#### TASK MATERIAL:
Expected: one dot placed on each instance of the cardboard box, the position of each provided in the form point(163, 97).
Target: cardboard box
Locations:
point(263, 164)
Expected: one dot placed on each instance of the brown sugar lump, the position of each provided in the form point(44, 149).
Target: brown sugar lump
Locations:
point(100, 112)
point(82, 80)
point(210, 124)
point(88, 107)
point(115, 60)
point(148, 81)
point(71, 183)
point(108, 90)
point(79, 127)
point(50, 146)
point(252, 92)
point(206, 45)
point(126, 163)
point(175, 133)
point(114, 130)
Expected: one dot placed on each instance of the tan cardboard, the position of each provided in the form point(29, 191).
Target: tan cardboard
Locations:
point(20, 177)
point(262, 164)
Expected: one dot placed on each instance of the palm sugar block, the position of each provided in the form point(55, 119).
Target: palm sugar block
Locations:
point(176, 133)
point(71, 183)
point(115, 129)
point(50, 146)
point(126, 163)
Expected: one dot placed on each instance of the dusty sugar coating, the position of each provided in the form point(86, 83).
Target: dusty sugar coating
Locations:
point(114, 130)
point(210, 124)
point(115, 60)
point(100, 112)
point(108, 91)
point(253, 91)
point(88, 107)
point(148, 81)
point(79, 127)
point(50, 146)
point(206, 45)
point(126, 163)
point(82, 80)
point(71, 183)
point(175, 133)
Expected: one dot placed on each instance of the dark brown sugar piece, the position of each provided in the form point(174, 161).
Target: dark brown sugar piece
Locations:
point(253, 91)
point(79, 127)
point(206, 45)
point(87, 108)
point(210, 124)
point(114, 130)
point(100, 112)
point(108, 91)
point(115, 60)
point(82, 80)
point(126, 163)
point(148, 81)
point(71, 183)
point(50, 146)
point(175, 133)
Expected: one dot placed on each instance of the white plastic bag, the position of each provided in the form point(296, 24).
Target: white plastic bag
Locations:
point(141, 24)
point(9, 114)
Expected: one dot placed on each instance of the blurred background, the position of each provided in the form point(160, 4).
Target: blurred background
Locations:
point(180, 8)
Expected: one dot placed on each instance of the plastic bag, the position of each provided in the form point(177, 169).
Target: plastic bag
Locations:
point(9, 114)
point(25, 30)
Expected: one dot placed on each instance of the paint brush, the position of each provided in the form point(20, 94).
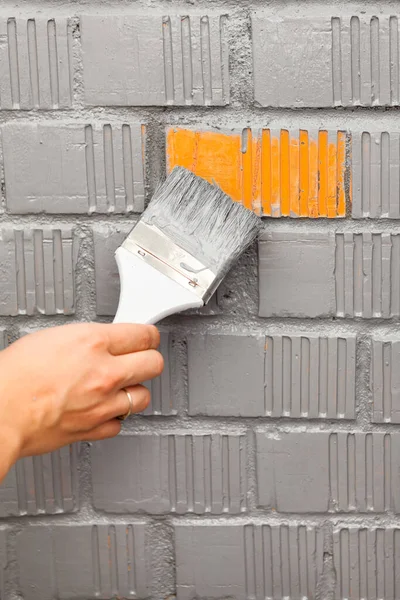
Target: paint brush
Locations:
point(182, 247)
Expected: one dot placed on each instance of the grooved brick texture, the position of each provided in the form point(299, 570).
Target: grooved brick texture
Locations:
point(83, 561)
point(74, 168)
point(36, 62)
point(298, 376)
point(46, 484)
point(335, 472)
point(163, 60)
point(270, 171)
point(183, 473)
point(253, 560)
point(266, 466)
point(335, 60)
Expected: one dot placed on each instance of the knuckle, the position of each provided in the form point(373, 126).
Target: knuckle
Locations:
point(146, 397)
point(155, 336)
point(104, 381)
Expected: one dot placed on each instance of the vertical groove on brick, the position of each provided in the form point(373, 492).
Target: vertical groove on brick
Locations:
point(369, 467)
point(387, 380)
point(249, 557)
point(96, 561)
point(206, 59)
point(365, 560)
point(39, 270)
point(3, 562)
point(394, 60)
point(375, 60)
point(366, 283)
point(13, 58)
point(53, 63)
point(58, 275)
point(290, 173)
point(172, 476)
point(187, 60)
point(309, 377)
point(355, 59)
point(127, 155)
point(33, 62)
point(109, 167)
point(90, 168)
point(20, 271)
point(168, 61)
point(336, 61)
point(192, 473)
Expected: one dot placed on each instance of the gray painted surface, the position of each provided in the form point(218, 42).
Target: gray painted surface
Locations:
==
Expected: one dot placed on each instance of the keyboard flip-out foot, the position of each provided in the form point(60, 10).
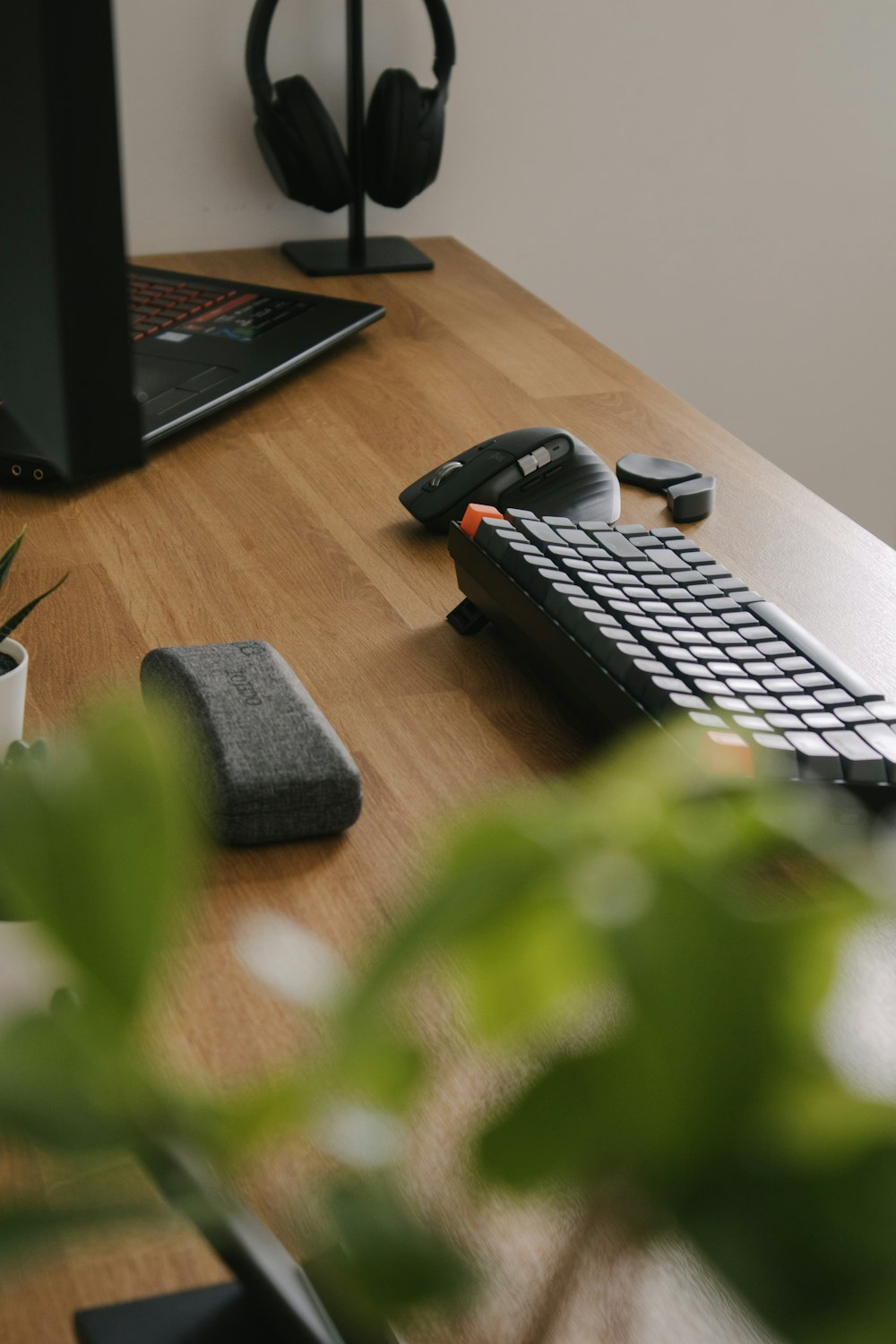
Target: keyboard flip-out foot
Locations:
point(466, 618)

#### WORK INSTRUCTIONS:
The lines to copy are those in the listing that contain "keyboard".

#### RESPONSE BELOW:
Expected: one dot placed on each instance of the keyboard flip-out foot, the position of each provided in the form point(60, 10).
Target: keyboard flip-out foot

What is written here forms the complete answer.